**Text under study**

————

Paw Print Genetics announces publication of their investigation of genetic diseases in a rare dog breed known as the Drentsche patrijshond (Drent) or Dutch partridge dog. In collaboration with the Drentsche Patrijshond Club of North America, the Spokane-based company studied 13 Drents for 142 different mutations known to occur in domestic dogs. In this study, two mutations were identified: three dogs were carriers for hyperuricosuria, a condition that can cause bladder stone formation and four dogs were carriers for von Willebrand disease, type 1. In addition, three dogs were found to be at-risk for von Willebrand disease, and may have mild to moderate signs of disease including easy bruising, nose bleeds or bleeding after losing their juvenile teeth, and prolonged bleeding after surgery or trauma.
The study, published in the current issue of the journal Veterinary Record Case Reports, highlights the need to identify genetic risk factors for rare breeds. Common breeds, such as Labrador retrievers, have many disorders known to occur because popular breeds are investigated more frequently. “Because all breeds are susceptible to genetic disease, rare breeds, such as the Drents, have fewer numbers of available breeding dogs and are therefore more susceptible to inherited conditions simply because of population constraints”, said Lisa G Shaffer, PhD, CEO of Paw Print Genetics and the lead scientist on the study.
“Identifying breed-specific genetic risks is crucial for avoiding these conditions in future generations of our breed”, said Brian O’Connor, President of the Drentsche Patrijshond Club of North America, “we can now use this information in our breeding practices to produce healthier dogs in the future.”

————

[Natural-language object grounding material]

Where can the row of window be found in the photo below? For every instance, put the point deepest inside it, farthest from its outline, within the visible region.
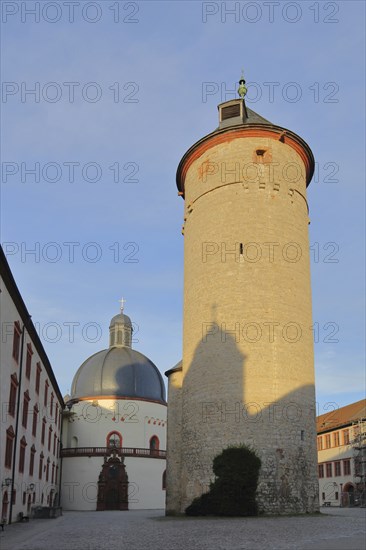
(28, 368)
(114, 440)
(330, 469)
(333, 440)
(26, 398)
(10, 435)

————

**Required tasks**
A – Rewrite the paragraph of the Drent genetics announcement that begins "Paw Print Genetics announces publication" as a bulleted list that keeps its main facts.
B – According to the Drent genetics announcement, in which journal was the study published?
C – Reproduce the Drent genetics announcement word for word, from "The study, published" up to and including "on the study.".
Rely only on the Drent genetics announcement.

**Expected responses**
A –
- Paw Print Genetics has published a study of genetic diseases in the Drentsche patrijshond (Drent), or Dutch partridge dog, a rare breed.
- The Spokane-based company worked with the Drentsche Patrijshond Club of North America.
- It tested 13 Drents for 142 mutations known to occur in domestic dogs.
- Two mutations were found.
- Three dogs were carriers for hyperuricosuria, which can cause bladder stones.
- Four dogs were carriers for von Willebrand disease, type 1.
- Three dogs were at risk for von Willebrand disease. They may show mild to moderate signs such as easy bruising, nosebleeds, bleeding after losing juvenile teeth, and prolonged bleeding after surgery or trauma.

B – Veterinary Record Case Reports

C –
The study, published in the current issue of the journal Veterinary Record Case Reports, highlights the need to identify genetic risk factors for rare breeds. Common breeds, such as Labrador retrievers, have many disorders known to occur because popular breeds are investigated more frequently. “Because all breeds are susceptible to genetic disease, rare breeds, such as the Drents, have fewer numbers of available breeding dogs and are therefore more susceptible to inherited conditions simply because of population constraints”, said Lisa G Shaffer, PhD, CEO of Paw Print Genetics and the lead scientist on the study.